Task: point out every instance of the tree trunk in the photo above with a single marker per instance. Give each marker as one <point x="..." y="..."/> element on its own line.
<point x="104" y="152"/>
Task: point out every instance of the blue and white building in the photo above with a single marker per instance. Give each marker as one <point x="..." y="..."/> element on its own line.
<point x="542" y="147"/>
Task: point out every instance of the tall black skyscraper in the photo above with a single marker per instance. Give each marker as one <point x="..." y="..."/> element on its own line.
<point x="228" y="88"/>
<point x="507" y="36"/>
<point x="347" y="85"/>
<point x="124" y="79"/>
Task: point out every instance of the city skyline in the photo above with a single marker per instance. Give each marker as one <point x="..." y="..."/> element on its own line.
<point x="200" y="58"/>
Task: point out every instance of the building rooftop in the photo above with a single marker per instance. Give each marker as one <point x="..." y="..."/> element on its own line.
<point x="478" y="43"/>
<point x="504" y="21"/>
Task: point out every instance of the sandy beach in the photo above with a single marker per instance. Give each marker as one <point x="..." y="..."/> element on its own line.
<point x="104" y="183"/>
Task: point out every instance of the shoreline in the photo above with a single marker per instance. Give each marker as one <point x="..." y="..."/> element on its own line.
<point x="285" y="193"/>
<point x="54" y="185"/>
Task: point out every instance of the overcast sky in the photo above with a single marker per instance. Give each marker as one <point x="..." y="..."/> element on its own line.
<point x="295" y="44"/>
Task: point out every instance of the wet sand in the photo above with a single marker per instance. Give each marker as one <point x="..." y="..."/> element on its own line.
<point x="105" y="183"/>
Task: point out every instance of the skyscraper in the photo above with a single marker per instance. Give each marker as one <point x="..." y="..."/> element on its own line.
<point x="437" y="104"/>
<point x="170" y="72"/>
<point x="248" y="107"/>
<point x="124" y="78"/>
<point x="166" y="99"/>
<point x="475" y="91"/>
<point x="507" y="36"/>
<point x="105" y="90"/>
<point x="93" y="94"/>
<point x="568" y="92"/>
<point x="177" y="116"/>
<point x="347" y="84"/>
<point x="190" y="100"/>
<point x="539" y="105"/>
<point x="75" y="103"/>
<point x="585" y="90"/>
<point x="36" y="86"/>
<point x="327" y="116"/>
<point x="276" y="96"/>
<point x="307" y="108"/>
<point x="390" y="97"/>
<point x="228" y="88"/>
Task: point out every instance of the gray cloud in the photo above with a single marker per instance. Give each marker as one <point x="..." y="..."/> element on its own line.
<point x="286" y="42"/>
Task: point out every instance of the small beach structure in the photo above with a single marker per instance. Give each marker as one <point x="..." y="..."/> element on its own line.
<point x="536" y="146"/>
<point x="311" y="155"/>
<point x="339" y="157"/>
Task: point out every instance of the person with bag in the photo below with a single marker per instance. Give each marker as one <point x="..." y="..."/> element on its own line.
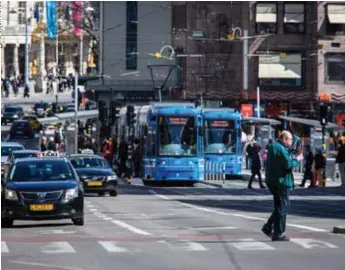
<point x="279" y="180"/>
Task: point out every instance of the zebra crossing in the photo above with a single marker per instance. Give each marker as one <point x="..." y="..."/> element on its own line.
<point x="171" y="245"/>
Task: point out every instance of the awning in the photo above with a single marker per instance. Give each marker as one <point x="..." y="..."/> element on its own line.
<point x="308" y="122"/>
<point x="289" y="67"/>
<point x="260" y="121"/>
<point x="266" y="12"/>
<point x="294" y="13"/>
<point x="336" y="14"/>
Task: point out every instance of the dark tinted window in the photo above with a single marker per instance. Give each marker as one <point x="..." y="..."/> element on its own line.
<point x="41" y="170"/>
<point x="89" y="162"/>
<point x="6" y="150"/>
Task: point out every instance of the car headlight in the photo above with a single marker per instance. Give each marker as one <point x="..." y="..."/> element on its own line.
<point x="111" y="177"/>
<point x="71" y="193"/>
<point x="11" y="195"/>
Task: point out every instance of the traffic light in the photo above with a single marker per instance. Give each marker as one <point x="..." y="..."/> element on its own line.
<point x="323" y="114"/>
<point x="130" y="115"/>
<point x="102" y="111"/>
<point x="114" y="112"/>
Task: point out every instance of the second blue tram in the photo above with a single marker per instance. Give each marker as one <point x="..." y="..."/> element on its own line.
<point x="171" y="144"/>
<point x="222" y="141"/>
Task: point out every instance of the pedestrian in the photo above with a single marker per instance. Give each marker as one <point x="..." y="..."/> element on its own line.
<point x="340" y="159"/>
<point x="256" y="165"/>
<point x="308" y="167"/>
<point x="279" y="180"/>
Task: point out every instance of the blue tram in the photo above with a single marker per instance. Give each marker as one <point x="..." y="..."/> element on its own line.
<point x="170" y="138"/>
<point x="222" y="141"/>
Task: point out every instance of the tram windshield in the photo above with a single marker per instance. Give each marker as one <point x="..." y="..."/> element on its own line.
<point x="220" y="137"/>
<point x="177" y="136"/>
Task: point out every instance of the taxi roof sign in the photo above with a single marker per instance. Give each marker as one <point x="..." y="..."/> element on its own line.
<point x="50" y="153"/>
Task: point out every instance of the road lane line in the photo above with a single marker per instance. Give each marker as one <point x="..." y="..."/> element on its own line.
<point x="58" y="247"/>
<point x="46" y="265"/>
<point x="204" y="209"/>
<point x="4" y="247"/>
<point x="112" y="246"/>
<point x="130" y="227"/>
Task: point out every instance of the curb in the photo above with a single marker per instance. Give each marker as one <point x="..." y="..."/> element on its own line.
<point x="211" y="184"/>
<point x="339" y="229"/>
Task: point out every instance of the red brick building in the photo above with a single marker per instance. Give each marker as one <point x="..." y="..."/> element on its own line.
<point x="296" y="51"/>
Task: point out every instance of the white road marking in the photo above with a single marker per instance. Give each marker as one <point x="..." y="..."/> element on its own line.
<point x="112" y="246"/>
<point x="130" y="227"/>
<point x="250" y="244"/>
<point x="310" y="243"/>
<point x="204" y="209"/>
<point x="57" y="232"/>
<point x="4" y="248"/>
<point x="47" y="265"/>
<point x="58" y="247"/>
<point x="213" y="228"/>
<point x="183" y="245"/>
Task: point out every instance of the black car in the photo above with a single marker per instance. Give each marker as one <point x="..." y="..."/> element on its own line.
<point x="41" y="189"/>
<point x="21" y="129"/>
<point x="95" y="173"/>
<point x="11" y="113"/>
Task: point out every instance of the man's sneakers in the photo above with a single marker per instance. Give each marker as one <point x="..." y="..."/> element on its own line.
<point x="267" y="231"/>
<point x="279" y="238"/>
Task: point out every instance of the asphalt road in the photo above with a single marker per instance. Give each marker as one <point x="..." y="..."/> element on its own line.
<point x="183" y="228"/>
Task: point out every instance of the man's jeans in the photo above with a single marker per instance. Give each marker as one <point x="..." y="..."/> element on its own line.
<point x="278" y="217"/>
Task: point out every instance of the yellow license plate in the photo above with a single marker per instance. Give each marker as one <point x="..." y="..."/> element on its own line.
<point x="94" y="184"/>
<point x="41" y="207"/>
==============================
• Task brief: When repeating the material above, keep every line exact and drop all pictures.

• Task solution:
Task: point out every instance of the tree trunk in the photo above with a single marker per instance. Give each marker as one <point x="..." y="..."/> element on its own line.
<point x="104" y="152"/>
Task: point out every instance of the blue and white building in the photo above with a single marker per instance. Give each marker as one <point x="..." y="..."/> element on its own line.
<point x="542" y="147"/>
Task: point out every instance of the tall black skyscraper in the photo above with a single marker per instance. Give each marker as one <point x="..." y="..."/> element on its own line.
<point x="228" y="88"/>
<point x="507" y="36"/>
<point x="347" y="85"/>
<point x="124" y="79"/>
Task: point out every instance of the city skyline in the photo above with a single marker per instance. Give each marker as one <point x="..." y="..."/> element on its own line.
<point x="200" y="58"/>
Task: point out every instance of the building rooftop in the photo above with a single marker per instance. Give each marker as one <point x="..." y="..."/> element on its own line.
<point x="478" y="43"/>
<point x="504" y="21"/>
Task: point out every instance of the sandy beach in the photo above with a single marker per instance. Give each marker as one <point x="..." y="..."/> element on its own line.
<point x="104" y="183"/>
Task: point out every instance of the shoreline in the photo above with a single marker per instance. Give each marker as one <point x="..." y="..."/> element on its own line.
<point x="285" y="193"/>
<point x="54" y="185"/>
Task: point out every instance of the overcast sky in the photo above with a single marker per instance. Give each marker as one <point x="..." y="..."/> element on its own line.
<point x="295" y="44"/>
Task: point out every instance of the wet sand in the photo above with a single marker per instance. Give each marker as one <point x="..." y="..."/> element on its own line.
<point x="105" y="183"/>
Task: point out every instance of the skyscraper in the photo above with a single marker per instance. Give each marker as one <point x="..." y="..."/> element on its own line.
<point x="437" y="104"/>
<point x="170" y="72"/>
<point x="248" y="107"/>
<point x="124" y="78"/>
<point x="166" y="99"/>
<point x="475" y="91"/>
<point x="507" y="36"/>
<point x="105" y="90"/>
<point x="93" y="94"/>
<point x="568" y="92"/>
<point x="177" y="116"/>
<point x="347" y="84"/>
<point x="190" y="100"/>
<point x="539" y="105"/>
<point x="75" y="103"/>
<point x="585" y="90"/>
<point x="36" y="86"/>
<point x="327" y="116"/>
<point x="276" y="96"/>
<point x="307" y="108"/>
<point x="390" y="97"/>
<point x="228" y="88"/>
Task: point out every instance of the gray cloud in the photo above with a single marker per instance. Give each marker as one <point x="..." y="..."/> element on its own line.
<point x="286" y="42"/>
Task: point out every instance of the small beach structure in the photo above with a single marker per instance. Give each marker as one <point x="..." y="..."/> element on its own line.
<point x="536" y="146"/>
<point x="311" y="155"/>
<point x="339" y="157"/>
Task: point out every instance of the person with bag in the photo below with a single marker per instance. Give each marker as one <point x="..." y="..."/> element on its own line.
<point x="279" y="180"/>
Task: point out every instance of the zebra crossing in the photo above with a single marker per instance. Give each marker as one <point x="..." y="..."/> element on its own line.
<point x="171" y="245"/>
Task: point out every instance of the awning in the photo above with a single marker per instance. Give each marker as one <point x="..." y="..."/> element on its own line.
<point x="308" y="122"/>
<point x="289" y="67"/>
<point x="260" y="121"/>
<point x="266" y="12"/>
<point x="294" y="13"/>
<point x="336" y="14"/>
Task: point out every instance of the dark tinted window in the photo above with a single marker per instance. Give each marker as one <point x="..." y="..."/> element on its own line.
<point x="41" y="170"/>
<point x="89" y="162"/>
<point x="6" y="150"/>
Task: point out every instance of the car headlight in the photo above with a single marker per instance. Give each marker as one <point x="..." y="..."/> element on its own line.
<point x="111" y="177"/>
<point x="71" y="193"/>
<point x="11" y="195"/>
Task: point out every instance of the traffic light in the photo above with a single marker per instance. Give each marker as one <point x="..." y="..."/> element on its own line.
<point x="323" y="114"/>
<point x="130" y="115"/>
<point x="102" y="111"/>
<point x="114" y="112"/>
Task: point out every instance of the second blue tram in the photo above with a single marker per instance. Give each marker as one <point x="..." y="..."/> element on its own line.
<point x="171" y="144"/>
<point x="222" y="141"/>
Task: point out every instance of the pedestrian in the photo above with a single marker per instance. Give each marker as one <point x="..." y="..."/> element on its own line.
<point x="340" y="159"/>
<point x="256" y="165"/>
<point x="308" y="167"/>
<point x="279" y="180"/>
Task: point out every instance of the blue tram in the photo above with a single marker per instance. Give each marker as one <point x="..." y="..."/> element on its own line.
<point x="170" y="138"/>
<point x="222" y="141"/>
Task: point out every instance of the tram windshield in the photo above with a single marker per instance. Give each marker as one <point x="..." y="..."/> element on its own line.
<point x="220" y="137"/>
<point x="177" y="136"/>
Task: point out every instance of the taxi roof sign in the photo above with a single marker per instance. Give each marker as one <point x="..." y="..."/> element on its own line.
<point x="50" y="153"/>
Task: point out every instance of the road lane line in the photo above with a single marker per instance. Give each marker as one <point x="..." y="..."/> element on its own line.
<point x="58" y="247"/>
<point x="46" y="265"/>
<point x="204" y="209"/>
<point x="4" y="247"/>
<point x="112" y="246"/>
<point x="130" y="227"/>
Task: point out every instance of the curb in the photo above with a single marker per instance. Give each marker as one <point x="..." y="..."/> element on its own line.
<point x="211" y="184"/>
<point x="339" y="229"/>
Task: point out every instance of the red brick building in the photo above with a single marker per instance. Give each marker as one <point x="..." y="..."/> element on its own line.
<point x="296" y="51"/>
Task: point out every instance of the white road marking in the photo above with a single marker per instance. Give each marker as one <point x="..." y="..."/> element on its own line.
<point x="112" y="246"/>
<point x="130" y="227"/>
<point x="250" y="244"/>
<point x="310" y="243"/>
<point x="204" y="209"/>
<point x="57" y="232"/>
<point x="4" y="248"/>
<point x="47" y="265"/>
<point x="58" y="247"/>
<point x="213" y="228"/>
<point x="183" y="245"/>
Task: point out every instance of the black car in the photo above with a single marker per instance. Give each marker as one <point x="..." y="..."/> element on its own line.
<point x="41" y="189"/>
<point x="21" y="129"/>
<point x="95" y="173"/>
<point x="11" y="113"/>
Task: point out every instance of the man's sneakers in the photo above with a single marker per instance. Give each marker as one <point x="..." y="..."/> element on its own line.
<point x="267" y="231"/>
<point x="279" y="238"/>
Task: point out every instance of the asphalt road in the photo above with a single marker per instance. Give each marker as one <point x="..." y="..."/> element on its own line.
<point x="183" y="228"/>
Task: point out every instance of the man's jeans in the photo above with a single marker per instance. Give each marker as one <point x="..." y="..."/> element on its own line.
<point x="278" y="217"/>
Task: point out every instance of the yellow license plate in the photo above with a single marker per instance. Give each marker as one <point x="..." y="..."/> element on its own line.
<point x="94" y="184"/>
<point x="41" y="207"/>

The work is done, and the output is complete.